• Instructions for the task
Copy out each of the following items verbatim, keeping every line intact.

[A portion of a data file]

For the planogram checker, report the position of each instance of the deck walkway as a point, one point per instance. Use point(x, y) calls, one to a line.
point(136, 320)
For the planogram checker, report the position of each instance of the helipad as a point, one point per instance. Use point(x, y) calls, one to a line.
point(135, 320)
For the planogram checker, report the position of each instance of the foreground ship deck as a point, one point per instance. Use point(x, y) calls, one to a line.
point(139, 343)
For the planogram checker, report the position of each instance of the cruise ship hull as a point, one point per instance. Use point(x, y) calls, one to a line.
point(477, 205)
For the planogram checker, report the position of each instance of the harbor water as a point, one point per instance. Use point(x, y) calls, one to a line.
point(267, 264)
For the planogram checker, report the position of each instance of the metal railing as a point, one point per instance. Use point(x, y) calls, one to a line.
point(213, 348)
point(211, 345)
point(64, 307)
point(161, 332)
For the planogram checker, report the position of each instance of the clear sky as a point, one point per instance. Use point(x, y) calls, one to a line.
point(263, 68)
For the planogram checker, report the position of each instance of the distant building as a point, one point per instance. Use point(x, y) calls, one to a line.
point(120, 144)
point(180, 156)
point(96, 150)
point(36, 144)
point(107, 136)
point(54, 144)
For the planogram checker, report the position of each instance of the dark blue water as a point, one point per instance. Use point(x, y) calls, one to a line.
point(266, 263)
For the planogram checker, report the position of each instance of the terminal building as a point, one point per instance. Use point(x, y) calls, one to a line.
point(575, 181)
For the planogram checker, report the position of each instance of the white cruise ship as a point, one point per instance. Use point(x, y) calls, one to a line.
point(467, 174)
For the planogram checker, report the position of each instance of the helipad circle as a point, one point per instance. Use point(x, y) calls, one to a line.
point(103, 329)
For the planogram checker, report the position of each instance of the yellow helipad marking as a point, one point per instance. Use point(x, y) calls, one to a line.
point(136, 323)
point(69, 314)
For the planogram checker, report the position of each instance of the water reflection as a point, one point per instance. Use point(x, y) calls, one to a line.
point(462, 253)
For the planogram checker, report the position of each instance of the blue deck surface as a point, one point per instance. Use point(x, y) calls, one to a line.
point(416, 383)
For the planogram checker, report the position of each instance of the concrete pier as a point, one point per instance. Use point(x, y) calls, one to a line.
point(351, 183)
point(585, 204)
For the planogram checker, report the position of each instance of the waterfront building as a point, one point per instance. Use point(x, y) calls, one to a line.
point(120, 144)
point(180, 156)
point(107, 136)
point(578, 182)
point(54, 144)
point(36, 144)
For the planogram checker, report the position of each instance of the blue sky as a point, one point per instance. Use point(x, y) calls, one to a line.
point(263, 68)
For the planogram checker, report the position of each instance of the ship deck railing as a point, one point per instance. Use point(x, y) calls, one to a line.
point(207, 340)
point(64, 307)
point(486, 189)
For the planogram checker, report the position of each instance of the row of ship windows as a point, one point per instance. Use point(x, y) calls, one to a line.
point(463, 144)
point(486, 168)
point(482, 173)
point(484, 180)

• Response
For the planogram checker, report the position of each instance of the deck walkway as a point, one point per instance. Use point(x, y) calls, one to a line.
point(136, 320)
For the planogram checker, report the position of each instance of the helipad as a point, one point per instance. Use point(x, y) calls, one to a line.
point(135, 320)
For the planogram checker, report the position of each instance of the foreground ship deck as a point, one point per instance. Use point(x, y) calls, one to a line.
point(139, 343)
For the planogram checker, report the position of each instance of the cruise ship hull as a point, one point per instance. Use point(x, y) calls, one to a line.
point(477, 205)
For the planogram checker, report the position of each instance of the harbor water as a point, one point per instance. Use point(x, y) calls, one to a line.
point(267, 264)
For the planogram checker, report the position of each instance of the metal railing as a point, one point per instance. Use point(x, y) calls, one to a line.
point(213, 348)
point(211, 345)
point(64, 307)
point(161, 332)
For the planogram checker, report the position of each instance of the clear sky as a point, one point per instance. Use point(x, y) calls, one to a line.
point(263, 68)
For the planogram checker, report the position of each instance of the distant building as a point, one point per instance. Use point(x, y) calls, one to a line.
point(120, 144)
point(180, 156)
point(96, 150)
point(36, 144)
point(107, 136)
point(54, 144)
For the planogram checker, report the position of each instance of the dark blue water as a point, one point per instance. Use point(x, y) calls, one to a line.
point(266, 263)
For the planogram checker, report the position of each instance of the terminal building as a point, one point per instance. Use point(x, y) calls, one to a line.
point(575, 181)
For the planogram checker, report the position of each instance of the white cruise ship as a point, one point per instance. Use point(x, y) calls, one to a line.
point(467, 174)
For the planogram checker, report the position of each instance of the helipad circle as a point, one point per instance. Use point(x, y) calls, one to a line.
point(103, 329)
For the planogram checker, report the position of each instance of the yellow helipad marking as a point, one point per instance. Use point(x, y) calls, one to a line.
point(136, 323)
point(69, 314)
For the planogram checker, report the position of each instance of the water reflection as a point, one point per instance. Use point(x, y) calls, one to a line.
point(462, 253)
For the planogram checker, report the position of each instance of the blue deck surface as a point, one point per instance. Use point(x, y) calls, one to a line.
point(416, 383)
For the planogram checker, report the position of each instance of the concrete pier as a point, one point per instance. Use point(x, y) calls, one to a line.
point(351, 183)
point(585, 204)
For the planogram checker, report the position of each instance of the waterfront building as a point, one point per instance. Use point(x, y) calls, one to a line.
point(120, 144)
point(180, 156)
point(107, 136)
point(578, 182)
point(54, 144)
point(36, 144)
For the planogram checker, report the position of each instance of the blue sky as a point, one point per instance. Use point(x, y) calls, one to a line.
point(263, 68)
For the planogram checker, report the position of each instance of the ship deck railing as a point, one point per instance. Use point(x, y) calls, one to a line.
point(207, 340)
point(64, 307)
point(486, 189)
For the planogram checker, report the position of each instance of the row of ship windows as a point, one point per instance. Use point(x, y) calls, one to a line.
point(463, 144)
point(486, 168)
point(482, 173)
point(484, 180)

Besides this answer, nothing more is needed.